### HOW TO COMPLETE THIS TASK
Each entry should be duplicated exactly, with no line missing.

### INPUT FOR THIS TASK
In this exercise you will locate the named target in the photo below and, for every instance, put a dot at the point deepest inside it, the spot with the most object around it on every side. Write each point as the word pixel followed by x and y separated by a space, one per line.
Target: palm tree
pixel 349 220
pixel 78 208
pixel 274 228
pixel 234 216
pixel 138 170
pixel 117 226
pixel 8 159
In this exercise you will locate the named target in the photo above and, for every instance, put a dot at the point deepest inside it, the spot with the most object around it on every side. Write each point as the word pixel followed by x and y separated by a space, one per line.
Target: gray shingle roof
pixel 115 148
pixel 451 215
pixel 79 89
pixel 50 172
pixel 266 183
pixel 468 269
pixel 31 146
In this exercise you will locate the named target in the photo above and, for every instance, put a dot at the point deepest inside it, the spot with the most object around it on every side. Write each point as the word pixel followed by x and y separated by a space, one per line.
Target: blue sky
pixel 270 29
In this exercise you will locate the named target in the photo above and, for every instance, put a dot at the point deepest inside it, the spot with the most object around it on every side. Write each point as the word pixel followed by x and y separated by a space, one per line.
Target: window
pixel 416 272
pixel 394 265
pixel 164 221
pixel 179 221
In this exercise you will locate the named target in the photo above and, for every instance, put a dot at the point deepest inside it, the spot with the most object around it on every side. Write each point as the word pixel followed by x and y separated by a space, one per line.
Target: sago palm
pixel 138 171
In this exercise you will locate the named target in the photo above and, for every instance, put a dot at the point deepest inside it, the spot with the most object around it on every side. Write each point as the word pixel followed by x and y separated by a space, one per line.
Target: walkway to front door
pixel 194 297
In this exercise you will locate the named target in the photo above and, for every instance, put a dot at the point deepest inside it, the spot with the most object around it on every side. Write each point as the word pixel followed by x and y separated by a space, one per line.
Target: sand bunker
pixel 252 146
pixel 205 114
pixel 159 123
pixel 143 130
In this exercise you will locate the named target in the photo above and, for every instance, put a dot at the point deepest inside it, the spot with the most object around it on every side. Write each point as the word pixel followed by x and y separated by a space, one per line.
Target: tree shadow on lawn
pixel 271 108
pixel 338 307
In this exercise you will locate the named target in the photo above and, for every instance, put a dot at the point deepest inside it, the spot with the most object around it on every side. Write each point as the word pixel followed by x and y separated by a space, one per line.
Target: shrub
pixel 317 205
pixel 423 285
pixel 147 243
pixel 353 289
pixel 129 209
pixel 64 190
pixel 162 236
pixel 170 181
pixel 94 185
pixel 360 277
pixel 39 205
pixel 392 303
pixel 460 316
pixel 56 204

### SOLUTION TO THIS PROBLEM
In this exercise you will locate the named target in the photo below and, for every instance, put a dot at the point deepest inside it, the spot with the most object around it on every side. Write each point as the word pixel followed by x and y separated by a space, one per line.
Target: palm tree
pixel 349 220
pixel 78 208
pixel 274 228
pixel 234 216
pixel 138 170
pixel 117 226
pixel 8 159
In this exercise you will locate the named target in the photo above and, for every instance, put a dot at the point deepest inside it, the spot with the most object around it on every side. Write each point as the word pixel followed by x and y separated by a space, one per line.
Target: gray shingle roof
pixel 115 148
pixel 451 215
pixel 79 89
pixel 50 172
pixel 266 183
pixel 468 269
pixel 31 146
In this exercise you will locate the named target in the photo above and, for every instance, put a dot at the point deepest inside it, the spot with the most object around it on every side. Write each point as the word pixel followed by x and y separated by a space, one per line.
Target: blue sky
pixel 270 29
In this exercise you will locate the named target in the photo above and, for every instance, put a dot at the point deepest inside it, the spot with the most object around it on every side. Write each point as the word pixel followed by x and y separated by a space, one per line.
Target: window
pixel 416 272
pixel 394 265
pixel 164 221
pixel 179 221
In this exercise you will locate the named target in the photo above and, for every instance, put a dot at the point deepest inside it, the spot with the most object around it on every side. Write each point as the word pixel followed by x and y separated by a space, one per line.
Target: sago palm
pixel 138 171
In this exercise you will locate the named target in the photo above and, for every instance, put a dot at the point deepest inside it, the spot with the most object around it on every side. Write each point as the word pixel followed by x and y separated by a space, one per line.
Target: walkway to front door
pixel 194 297
In this exercise you will locate the named target in the photo above and, for every instance, put a dot at the point deepest inside it, the spot with the most object around it on every side. Write each point as the word pixel followed by x and y separated by a space, one per line.
Target: sand bunker
pixel 252 146
pixel 205 114
pixel 159 123
pixel 143 130
In this exercise you will locate the named target in the photo above and, for every instance, put a dot at the point deepest inside it, the spot with the most object around it on every side. Write each point as the word pixel followed by x and y separated by a space, one per line.
Target: tree shadow on lawn
pixel 271 108
pixel 338 307
In this exercise you will locate the named target in the photo above and, for every instance, put a dot at the point deepest inside it, the spot with the most object around it on every side. Write each point as the word pixel followed by x and y separated by a space, one per line.
Target: shrub
pixel 317 205
pixel 423 285
pixel 147 243
pixel 353 289
pixel 129 209
pixel 64 190
pixel 162 236
pixel 170 181
pixel 94 185
pixel 360 277
pixel 39 205
pixel 392 303
pixel 460 316
pixel 56 204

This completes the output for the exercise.